How to Use Parallel Link Mechanism and a Warning

Parallel links are one of the best and easiest ways to maintain level with the ground, but often we just need to keep the same angle.  I once designed a holder for a seam welding robot that needed to keep the tip at a specific angle relative to the part.  It was not horizontal.

The links in a parallel linkage system can be likened to the lines that form a parallelogram. Each corner is a pivot and throughout the motion, the lines will stay parallel. Proper design necessitates that the lengths of non-connecting members are equal.

Same apparatus with the “door” closed
This double set of parallel links allows the sliding “door” to move linearly even though the rest of the mechanism is rotating. All of the red lines will need to be the equal length and the same for the green lines.

__Provided records__:
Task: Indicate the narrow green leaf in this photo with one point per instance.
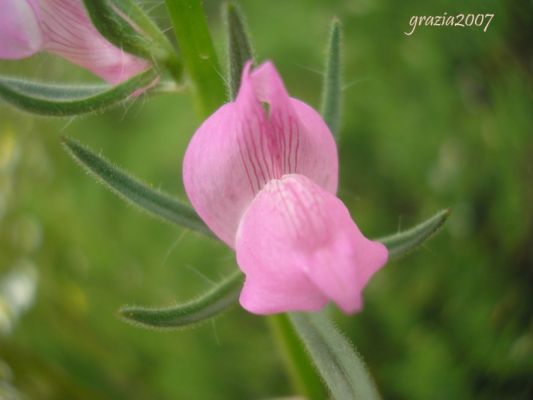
(198, 54)
(303, 375)
(125, 24)
(239, 47)
(62, 100)
(404, 242)
(335, 358)
(331, 90)
(209, 305)
(133, 191)
(117, 27)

__Exercises__:
#1 According to the article on parallel link mechanisms, what does proper design require of the lengths of non-connecting members?
#2 What is the Spanish for this sentence from the article on parallel link mechanisms: "Each corner is a pivot and throughout the motion, the lines will stay parallel."?
The records are separate material, unrelated to the article on parallel link mechanisms.

__Answers in order__:
#1 They must be equal.

#2 Cada esquina es un pivote y, a lo largo de todo el movimiento, las líneas permanecerán paralelas.